[ChuckMcM]

Interesting, I kind of expected AMD to be first out the gate with one.

From : http://www.zdnet.com/applied-micro-canonical-claim-the-first...

"The X-Gene is an ARMv8 64-bit Server-on-a-Chip package running at up to 2.4GHz. It combines 10/40 Gigabit mixed signal I/O with what AMCC calls an enterprise-class memory subsystem. Compared to x86 architectures, AMCC claims that it delivers four-times the processor density while using less than 50 percent of the power and delivering comparable-to-better overall performance."

The picture shows multiple cores, but not how many. What struck me though is that they are pitching "density and less power", presumably they mean you can put twice as many of these servers in the same power foot print that you currently put x86 machines and get 8x (4x * 2) the computing power.

In case you are wondering, that is a 'super computer' pitch, it tickles the pain points of these arrays of super computers, but sadly it does not hit the 'web services' pain points. I'd love it if they said, 1TB of ECC protected RAM, dual 10G ethernet, and 32 full speed independent 6GB SATA channels on each server unit. That would help me make a more responsive web infrastructure.

[reitzensteinm]

These comparisons (from the quote) often come up with ARM vs x86, but they're always comparing apples and oranges. Yes, you can fit an ARM core with 1/4 the performance in, say, 1/16 the power envelope, but you can do that with x86 cores as well.

The cores we've got are still heavily optimized for single thread performance, because that's what the market demands. Even embarrassingly parallel domains like web serving have increased latency, and Amdahl's law is a problem for most real world programs. The penalty paid for this is high, due to diminishing returns due to caches, complex architectures, and (roughly quadratic) power increases due to higher clock speed.

Ignoring the obvious ARM versus Atom low end comparison, Intel is readying Knight's Landing, their 2015 Xeon Phi product. It's going to include 72 Atom cores, with 288 threads, and be able to be socketed in standard Xeon motherboards.

That's 1152 Atom threads on one commodity(ish) server (and the first time I've ever used a calculator to determine the thread count of a server), and it looks a hell of a lot like the picture being painted by many ARM vendors. Many lightweight cores, great power efficiency and peak performance, and most likely not necessarily suited to latency sensitive tasks.

> LISTED RECORDS
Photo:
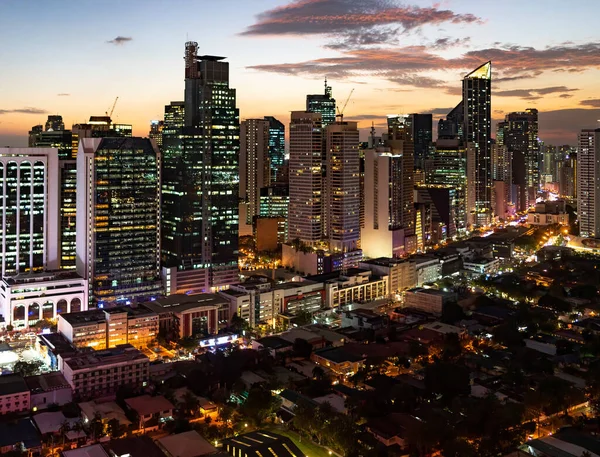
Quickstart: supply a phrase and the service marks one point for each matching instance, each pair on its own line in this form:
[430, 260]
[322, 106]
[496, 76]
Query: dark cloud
[330, 17]
[27, 110]
[592, 102]
[509, 63]
[120, 40]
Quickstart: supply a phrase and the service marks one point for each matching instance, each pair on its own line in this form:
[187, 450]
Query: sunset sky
[74, 58]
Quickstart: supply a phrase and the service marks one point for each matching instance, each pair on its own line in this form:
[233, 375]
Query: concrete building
[101, 373]
[477, 95]
[401, 274]
[549, 213]
[189, 315]
[30, 225]
[588, 183]
[353, 287]
[108, 328]
[428, 300]
[306, 180]
[118, 219]
[25, 298]
[14, 394]
[49, 389]
[389, 212]
[254, 170]
[341, 192]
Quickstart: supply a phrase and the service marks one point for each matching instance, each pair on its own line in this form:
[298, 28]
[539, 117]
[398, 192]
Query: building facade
[118, 211]
[254, 169]
[477, 96]
[342, 187]
[306, 179]
[27, 298]
[201, 176]
[29, 223]
[588, 183]
[101, 373]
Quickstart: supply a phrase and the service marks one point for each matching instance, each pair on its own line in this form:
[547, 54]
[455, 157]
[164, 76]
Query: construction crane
[340, 113]
[113, 108]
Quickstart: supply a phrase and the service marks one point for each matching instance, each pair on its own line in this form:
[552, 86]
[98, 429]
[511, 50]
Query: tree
[115, 429]
[28, 368]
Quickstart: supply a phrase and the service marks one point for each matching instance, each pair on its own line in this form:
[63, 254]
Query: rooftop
[146, 405]
[338, 355]
[186, 444]
[12, 384]
[46, 382]
[262, 443]
[118, 354]
[180, 302]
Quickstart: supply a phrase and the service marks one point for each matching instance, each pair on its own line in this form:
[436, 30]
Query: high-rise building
[588, 183]
[156, 132]
[201, 179]
[29, 219]
[276, 148]
[306, 180]
[118, 216]
[477, 95]
[448, 168]
[342, 187]
[67, 153]
[324, 104]
[520, 136]
[254, 169]
[422, 137]
[54, 122]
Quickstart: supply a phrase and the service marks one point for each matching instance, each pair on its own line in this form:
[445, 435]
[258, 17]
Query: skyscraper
[29, 210]
[254, 169]
[477, 95]
[342, 228]
[324, 104]
[519, 133]
[588, 183]
[118, 216]
[63, 140]
[306, 180]
[201, 179]
[276, 148]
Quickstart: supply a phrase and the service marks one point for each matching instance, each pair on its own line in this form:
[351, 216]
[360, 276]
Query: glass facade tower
[201, 174]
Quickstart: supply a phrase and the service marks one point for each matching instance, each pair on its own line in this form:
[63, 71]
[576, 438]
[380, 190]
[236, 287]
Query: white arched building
[27, 298]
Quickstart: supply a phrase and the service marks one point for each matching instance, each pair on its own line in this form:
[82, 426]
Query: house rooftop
[146, 405]
[12, 384]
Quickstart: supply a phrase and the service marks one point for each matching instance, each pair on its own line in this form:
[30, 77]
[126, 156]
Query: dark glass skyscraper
[118, 215]
[324, 104]
[477, 96]
[201, 179]
[276, 147]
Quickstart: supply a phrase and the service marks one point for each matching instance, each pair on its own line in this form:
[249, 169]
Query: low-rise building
[482, 266]
[549, 213]
[341, 362]
[153, 412]
[401, 273]
[428, 300]
[49, 389]
[103, 372]
[14, 394]
[363, 319]
[28, 297]
[183, 315]
[354, 286]
[107, 328]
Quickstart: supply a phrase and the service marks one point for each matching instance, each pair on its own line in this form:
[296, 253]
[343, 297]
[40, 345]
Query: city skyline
[398, 58]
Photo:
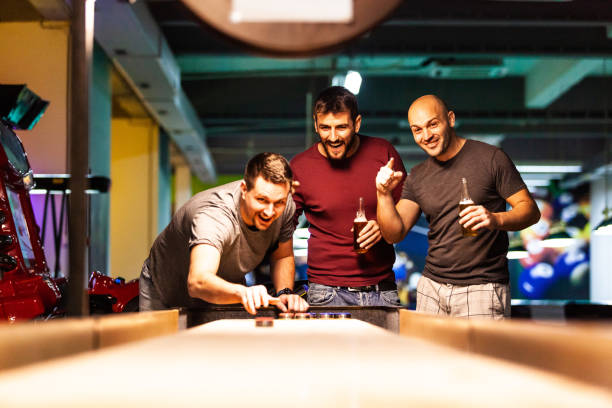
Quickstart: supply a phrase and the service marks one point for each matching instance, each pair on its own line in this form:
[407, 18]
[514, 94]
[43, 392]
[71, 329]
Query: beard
[347, 148]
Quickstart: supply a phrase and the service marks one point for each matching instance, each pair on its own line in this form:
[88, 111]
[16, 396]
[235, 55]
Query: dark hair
[271, 166]
[336, 99]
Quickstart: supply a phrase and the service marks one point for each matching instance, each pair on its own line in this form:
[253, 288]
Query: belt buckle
[367, 288]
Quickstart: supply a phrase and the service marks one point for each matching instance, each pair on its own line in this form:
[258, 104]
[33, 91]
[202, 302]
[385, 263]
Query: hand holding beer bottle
[464, 203]
[359, 224]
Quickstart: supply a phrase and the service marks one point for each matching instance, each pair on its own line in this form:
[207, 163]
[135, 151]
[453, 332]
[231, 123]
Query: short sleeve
[212, 227]
[288, 224]
[508, 180]
[407, 190]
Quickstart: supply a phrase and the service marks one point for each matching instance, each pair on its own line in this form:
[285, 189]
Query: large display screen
[23, 234]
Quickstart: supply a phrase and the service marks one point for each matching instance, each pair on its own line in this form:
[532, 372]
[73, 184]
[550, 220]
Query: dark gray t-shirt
[212, 217]
[436, 187]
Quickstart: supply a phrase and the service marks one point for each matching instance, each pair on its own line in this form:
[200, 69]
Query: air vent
[467, 69]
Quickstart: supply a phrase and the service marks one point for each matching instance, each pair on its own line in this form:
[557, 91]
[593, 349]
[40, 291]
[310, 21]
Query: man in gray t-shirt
[221, 234]
[464, 276]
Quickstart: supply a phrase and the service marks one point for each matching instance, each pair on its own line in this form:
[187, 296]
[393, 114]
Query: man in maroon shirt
[333, 175]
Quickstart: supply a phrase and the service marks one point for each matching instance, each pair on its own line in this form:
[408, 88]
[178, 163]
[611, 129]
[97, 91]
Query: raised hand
[387, 179]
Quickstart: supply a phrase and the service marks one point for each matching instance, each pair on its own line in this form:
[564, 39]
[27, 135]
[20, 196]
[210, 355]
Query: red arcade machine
[26, 289]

> TO DO
[a] Reproduce the stretch of the ARM server thread from "[reitzensteinm]" through "higher clock speed.".
[b] In the ARM server thread, how many Atom cores will Intel's Knight's Landing include?
[c] Carry on the ARM server thread from where it stops.

> RESPONSES BY TASK
[a]
[reitzensteinm]

These comparisons (from the quote) often come up with ARM vs x86, but they're always comparing apples and oranges. Yes, you can fit an ARM core with 1/4 the performance in, say, 1/16 the power envelope, but you can do that with x86 cores as well.

The cores we've got are still heavily optimized for single thread performance, because that's what the market demands. Even embarrassingly parallel domains like web serving have increased latency, and Amdahl's law is a problem for most real world programs. The penalty paid for this is high, due to diminishing returns due to caches, complex architectures, and (roughly quadratic) power increases due to higher clock speed.

[b] 72 Atom cores.

[c]
I don't think it's about ARM versus x86 at all, it's more about a new strategy for computation. Intel can't transition its traditional x86 processors over to the new model, so they're starting to make Atom a first class Xeon product (both with low power standard Atom chips already released, and the Xeon Phi).

The market will shift the other way too - we're going to see ARM processors from multiple vendors that rival at least AMD's x86 offerings in terms of performance per core. And power consumption, too.

After that, there'll be products on both ends of the spectrum from both architectures, and then maybe we can start to move past the false dichotomy of ARM having efficiency and x86 having performance.

[Quequau]

I'm not sure it's accurate to compare the Knight's Landing, Xeon Phi with ARM 64 in this way. The focus on vector compute capability on the Phi makes it much, much different than just a bunch of Atom cores on one die.

[gonzo]

Knights Landing will be built using up to 72 Airmont (Atom) cores with four threads per core.

Not 1152 threads, 288. 4 sockets -> 1152 threads.

[reitzensteinm]

I think you may have misread, my 1152 figure was per server, not socket.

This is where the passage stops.